== Source excerpt
Start saving... I live only 15 mins from Windsor castle...a must for all tourists


----------



## MillieDog (Jun 1, 2011)

Lol.can you imagine Mo coming over, brilliant. Mo, you'd have to be here for a good couple of months to get round to seeing us all and letting Lady meet all our Poo's.

We'll have to set up a slush fund for you


----------



## mariag (Jun 19, 2011)

Oooooh how exciting Clare


----------



## Jedicrazy (Apr 26, 2011)

wilfiboy said:


> Oooooo we are all excited, Clare are you being naughty and wishing away your holiday. But cant wait for upto date pictures of Roo x x


 yep, wishing the days away now, so excited! 



Janev1000 said:


> How's the holiday Clare?! Hope you've had some sun....thought it was a fab beach there. So looking forward to your 'Roo' pics! x


 it's been great Jane, a fab place and beach but weather has been bad last two days so wishing I was home with Roo! 



lady amanda said:


> I know I know!!! just need money to get my butt over there!!! would be AMAZING!


 Mo there will always be a ace for you to stay at my place xxx


----------



## lady amanda (Nov 26, 2010)

You are all so amazingly sweet.! I will get on saving those pennies then! 

And Colin so close to Windsor Castle! Omg! A must see for sure!


Sent from my Galaxy Nexus using Tapatalk 2


----------



## wellerfeller (Jul 12, 2011)

Or we could all save up and invade Canada!?! 

Clare we will all be queuing up to offer play dates....me first, me first, me first, me first!


----------



## lady amanda (Nov 26, 2010)
====
== Records provided
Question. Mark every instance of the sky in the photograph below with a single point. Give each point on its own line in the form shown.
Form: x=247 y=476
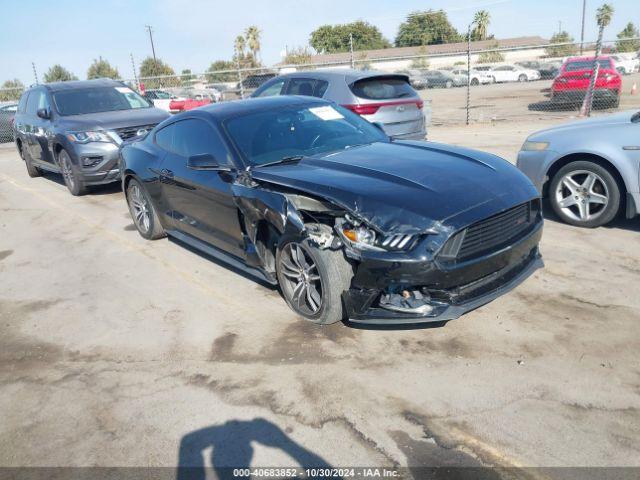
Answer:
x=191 y=34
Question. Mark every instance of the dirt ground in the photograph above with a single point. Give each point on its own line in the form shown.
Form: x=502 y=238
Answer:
x=115 y=351
x=513 y=102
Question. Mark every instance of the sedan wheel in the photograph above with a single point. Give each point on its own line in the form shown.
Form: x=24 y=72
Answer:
x=302 y=283
x=313 y=279
x=585 y=194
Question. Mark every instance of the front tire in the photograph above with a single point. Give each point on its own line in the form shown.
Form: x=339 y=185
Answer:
x=312 y=280
x=72 y=178
x=143 y=212
x=584 y=194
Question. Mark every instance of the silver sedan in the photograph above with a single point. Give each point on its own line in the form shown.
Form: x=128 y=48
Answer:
x=588 y=169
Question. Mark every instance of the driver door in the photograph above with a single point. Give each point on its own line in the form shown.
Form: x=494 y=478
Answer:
x=201 y=201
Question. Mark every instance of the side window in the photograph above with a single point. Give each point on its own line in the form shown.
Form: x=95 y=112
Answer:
x=195 y=136
x=34 y=101
x=272 y=90
x=164 y=137
x=300 y=86
x=22 y=105
x=321 y=88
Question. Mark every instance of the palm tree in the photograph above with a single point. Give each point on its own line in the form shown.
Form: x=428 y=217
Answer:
x=481 y=20
x=252 y=34
x=603 y=17
x=239 y=46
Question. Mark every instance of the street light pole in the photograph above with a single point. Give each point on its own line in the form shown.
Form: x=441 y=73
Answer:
x=584 y=9
x=153 y=48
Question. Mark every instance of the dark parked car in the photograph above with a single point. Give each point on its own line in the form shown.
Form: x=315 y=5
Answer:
x=75 y=128
x=7 y=112
x=382 y=98
x=306 y=194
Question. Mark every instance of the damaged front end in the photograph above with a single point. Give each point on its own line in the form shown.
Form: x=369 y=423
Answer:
x=404 y=275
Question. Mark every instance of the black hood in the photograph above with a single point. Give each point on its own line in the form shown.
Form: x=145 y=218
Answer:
x=408 y=187
x=113 y=120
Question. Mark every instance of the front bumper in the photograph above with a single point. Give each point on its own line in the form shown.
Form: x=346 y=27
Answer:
x=455 y=290
x=104 y=162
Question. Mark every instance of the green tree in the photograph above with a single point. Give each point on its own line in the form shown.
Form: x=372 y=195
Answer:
x=218 y=65
x=101 y=68
x=58 y=73
x=298 y=56
x=629 y=32
x=337 y=38
x=491 y=56
x=11 y=90
x=430 y=27
x=481 y=21
x=150 y=68
x=561 y=50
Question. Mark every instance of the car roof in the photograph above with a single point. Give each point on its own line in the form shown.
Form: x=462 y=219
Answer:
x=78 y=84
x=222 y=111
x=348 y=74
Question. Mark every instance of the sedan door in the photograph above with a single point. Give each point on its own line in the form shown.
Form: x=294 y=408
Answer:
x=201 y=201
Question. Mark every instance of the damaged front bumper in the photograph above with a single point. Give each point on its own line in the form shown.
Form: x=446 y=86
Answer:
x=447 y=291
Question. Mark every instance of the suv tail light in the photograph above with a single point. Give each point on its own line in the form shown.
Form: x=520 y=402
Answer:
x=371 y=108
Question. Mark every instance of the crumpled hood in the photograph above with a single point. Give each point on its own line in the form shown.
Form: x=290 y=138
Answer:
x=113 y=120
x=408 y=187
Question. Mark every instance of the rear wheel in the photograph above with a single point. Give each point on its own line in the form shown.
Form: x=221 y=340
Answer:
x=312 y=280
x=143 y=212
x=585 y=194
x=72 y=178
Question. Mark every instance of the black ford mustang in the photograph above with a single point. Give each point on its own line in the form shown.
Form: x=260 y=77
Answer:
x=305 y=194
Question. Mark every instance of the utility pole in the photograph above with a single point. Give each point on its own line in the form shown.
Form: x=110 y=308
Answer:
x=584 y=9
x=35 y=73
x=353 y=64
x=153 y=48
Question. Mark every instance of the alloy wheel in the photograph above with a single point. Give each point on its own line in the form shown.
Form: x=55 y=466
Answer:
x=582 y=195
x=301 y=281
x=140 y=208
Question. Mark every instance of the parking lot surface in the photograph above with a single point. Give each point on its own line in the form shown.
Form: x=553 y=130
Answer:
x=116 y=351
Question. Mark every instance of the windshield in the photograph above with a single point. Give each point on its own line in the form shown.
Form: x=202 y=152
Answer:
x=265 y=137
x=585 y=65
x=97 y=99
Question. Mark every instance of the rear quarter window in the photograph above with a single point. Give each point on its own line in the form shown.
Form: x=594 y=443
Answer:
x=382 y=88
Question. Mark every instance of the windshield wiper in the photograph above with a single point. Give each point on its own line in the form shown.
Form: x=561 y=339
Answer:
x=284 y=160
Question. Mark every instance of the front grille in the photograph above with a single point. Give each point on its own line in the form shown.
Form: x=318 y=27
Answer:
x=129 y=132
x=493 y=233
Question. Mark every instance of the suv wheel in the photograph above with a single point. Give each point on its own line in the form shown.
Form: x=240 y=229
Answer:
x=143 y=213
x=72 y=178
x=585 y=194
x=312 y=280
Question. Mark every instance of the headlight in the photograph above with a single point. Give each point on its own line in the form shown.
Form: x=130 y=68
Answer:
x=534 y=146
x=87 y=137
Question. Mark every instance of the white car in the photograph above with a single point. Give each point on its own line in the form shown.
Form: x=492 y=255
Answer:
x=626 y=66
x=477 y=78
x=512 y=73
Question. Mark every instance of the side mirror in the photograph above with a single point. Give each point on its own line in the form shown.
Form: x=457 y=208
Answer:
x=206 y=161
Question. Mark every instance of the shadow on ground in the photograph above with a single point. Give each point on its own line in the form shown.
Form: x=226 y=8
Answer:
x=228 y=446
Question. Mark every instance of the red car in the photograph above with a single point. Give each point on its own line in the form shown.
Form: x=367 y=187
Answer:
x=571 y=84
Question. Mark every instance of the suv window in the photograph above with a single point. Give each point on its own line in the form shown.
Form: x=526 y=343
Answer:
x=272 y=90
x=37 y=99
x=22 y=104
x=382 y=88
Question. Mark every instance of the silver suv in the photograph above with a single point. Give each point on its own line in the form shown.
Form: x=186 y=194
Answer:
x=381 y=98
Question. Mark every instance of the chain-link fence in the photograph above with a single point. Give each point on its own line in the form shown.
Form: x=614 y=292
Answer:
x=470 y=82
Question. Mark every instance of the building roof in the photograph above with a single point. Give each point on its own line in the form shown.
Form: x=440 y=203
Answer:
x=441 y=49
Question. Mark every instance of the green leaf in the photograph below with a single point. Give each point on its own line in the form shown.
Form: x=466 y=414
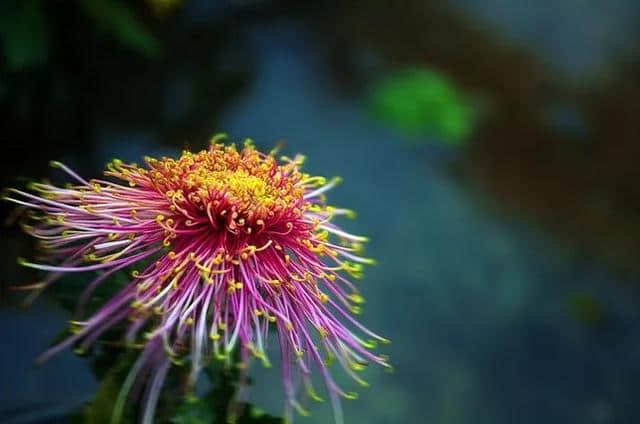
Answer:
x=213 y=406
x=120 y=20
x=423 y=102
x=100 y=409
x=25 y=34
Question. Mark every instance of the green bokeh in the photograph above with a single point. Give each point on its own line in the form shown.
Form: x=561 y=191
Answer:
x=422 y=102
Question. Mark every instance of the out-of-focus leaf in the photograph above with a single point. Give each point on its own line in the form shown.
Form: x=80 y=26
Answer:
x=24 y=33
x=423 y=102
x=213 y=406
x=164 y=7
x=120 y=20
x=100 y=409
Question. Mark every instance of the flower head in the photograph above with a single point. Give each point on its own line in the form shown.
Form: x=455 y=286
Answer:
x=225 y=243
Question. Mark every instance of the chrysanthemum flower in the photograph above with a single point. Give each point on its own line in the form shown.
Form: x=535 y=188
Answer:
x=225 y=244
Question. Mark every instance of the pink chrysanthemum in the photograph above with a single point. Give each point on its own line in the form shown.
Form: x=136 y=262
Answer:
x=233 y=241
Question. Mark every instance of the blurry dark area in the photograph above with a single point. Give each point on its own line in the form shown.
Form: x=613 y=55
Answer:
x=490 y=149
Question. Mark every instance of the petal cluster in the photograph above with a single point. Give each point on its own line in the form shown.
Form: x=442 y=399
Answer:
x=224 y=246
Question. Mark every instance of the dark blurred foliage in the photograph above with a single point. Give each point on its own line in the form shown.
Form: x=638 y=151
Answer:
x=561 y=151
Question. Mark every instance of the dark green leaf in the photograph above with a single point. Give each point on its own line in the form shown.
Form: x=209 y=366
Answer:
x=25 y=34
x=120 y=20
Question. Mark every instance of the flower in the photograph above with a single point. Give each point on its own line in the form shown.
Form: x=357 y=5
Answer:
x=229 y=243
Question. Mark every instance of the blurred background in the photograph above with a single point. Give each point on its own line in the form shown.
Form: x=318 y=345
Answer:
x=490 y=148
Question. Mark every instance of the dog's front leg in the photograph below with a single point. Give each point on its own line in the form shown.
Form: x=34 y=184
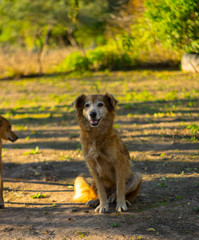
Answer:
x=1 y=185
x=103 y=206
x=120 y=189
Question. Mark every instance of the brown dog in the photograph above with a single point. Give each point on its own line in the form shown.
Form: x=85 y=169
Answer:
x=6 y=134
x=106 y=155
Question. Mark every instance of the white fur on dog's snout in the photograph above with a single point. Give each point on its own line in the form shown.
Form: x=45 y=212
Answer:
x=94 y=107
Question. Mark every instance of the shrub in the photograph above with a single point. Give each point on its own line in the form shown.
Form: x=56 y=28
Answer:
x=100 y=58
x=176 y=22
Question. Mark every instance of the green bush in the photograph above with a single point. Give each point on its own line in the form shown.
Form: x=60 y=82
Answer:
x=100 y=58
x=176 y=22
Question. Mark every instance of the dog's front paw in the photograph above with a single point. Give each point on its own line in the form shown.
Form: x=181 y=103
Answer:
x=121 y=206
x=1 y=205
x=112 y=198
x=102 y=208
x=93 y=203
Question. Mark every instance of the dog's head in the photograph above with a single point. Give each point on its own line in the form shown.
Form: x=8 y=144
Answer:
x=95 y=108
x=6 y=132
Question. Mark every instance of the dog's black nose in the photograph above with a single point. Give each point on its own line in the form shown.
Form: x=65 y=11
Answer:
x=93 y=114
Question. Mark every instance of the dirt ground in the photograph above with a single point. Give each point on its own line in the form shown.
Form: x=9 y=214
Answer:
x=47 y=158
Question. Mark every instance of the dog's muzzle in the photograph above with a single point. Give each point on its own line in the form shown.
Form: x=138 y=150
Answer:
x=93 y=120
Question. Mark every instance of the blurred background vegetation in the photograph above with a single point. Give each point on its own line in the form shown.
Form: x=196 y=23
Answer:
x=52 y=36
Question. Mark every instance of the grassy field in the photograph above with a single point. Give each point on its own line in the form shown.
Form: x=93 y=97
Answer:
x=157 y=118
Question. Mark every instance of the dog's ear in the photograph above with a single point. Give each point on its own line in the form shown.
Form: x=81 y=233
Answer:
x=79 y=101
x=111 y=101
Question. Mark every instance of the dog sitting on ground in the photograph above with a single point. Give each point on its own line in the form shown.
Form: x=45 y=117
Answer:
x=6 y=134
x=106 y=155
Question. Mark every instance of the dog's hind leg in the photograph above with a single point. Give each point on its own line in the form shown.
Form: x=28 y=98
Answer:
x=133 y=187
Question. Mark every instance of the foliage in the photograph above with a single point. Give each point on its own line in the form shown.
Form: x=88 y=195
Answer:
x=36 y=23
x=100 y=58
x=176 y=22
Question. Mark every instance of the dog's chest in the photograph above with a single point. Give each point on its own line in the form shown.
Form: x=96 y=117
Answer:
x=100 y=159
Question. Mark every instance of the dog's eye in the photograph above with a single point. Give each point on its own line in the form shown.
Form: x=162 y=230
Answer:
x=87 y=105
x=100 y=105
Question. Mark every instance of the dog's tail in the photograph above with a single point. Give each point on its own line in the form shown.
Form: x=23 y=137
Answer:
x=83 y=192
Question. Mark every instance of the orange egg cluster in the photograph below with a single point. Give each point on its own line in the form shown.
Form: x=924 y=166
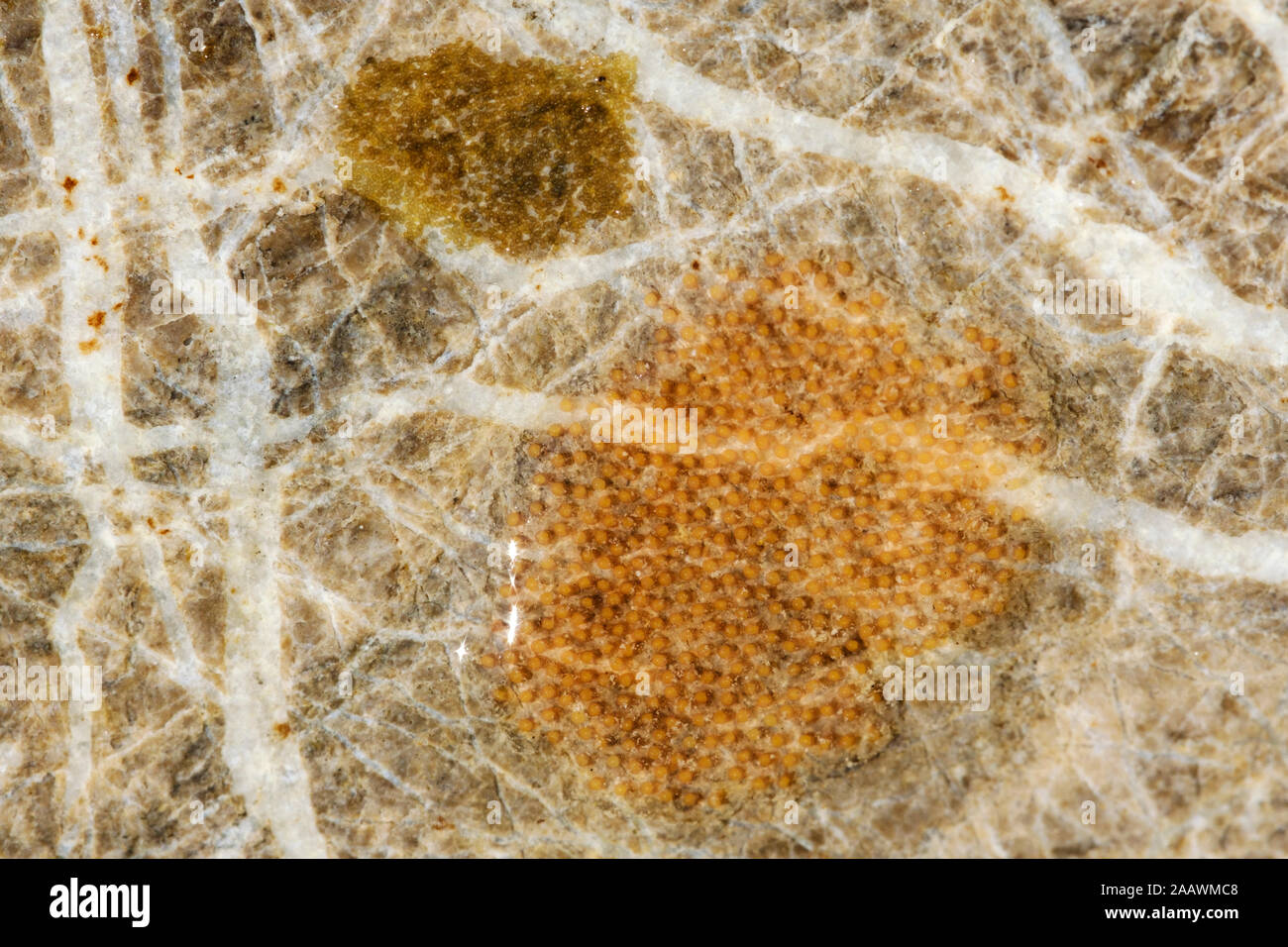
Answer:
x=692 y=626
====
* _Given problem 1_: In the forum thread, how far does the first poster say they live from Windsor Castle?
* _Given problem 2_: Extract the passage of the forum thread between "## Jedicrazy (Apr" and "now, so excited!", inclusive.
The listing comes from a separate source.

* _Output 1_: Only 15 minutes.

* _Output 2_:
## Jedicrazy (Apr 26, 2011)

wilfiboy said:


> Oooooo we are all excited, Clare are you being naughty and wishing away your holiday. But cant wait for upto date pictures of Roo x x


 yep, wishing the days away now, so excited!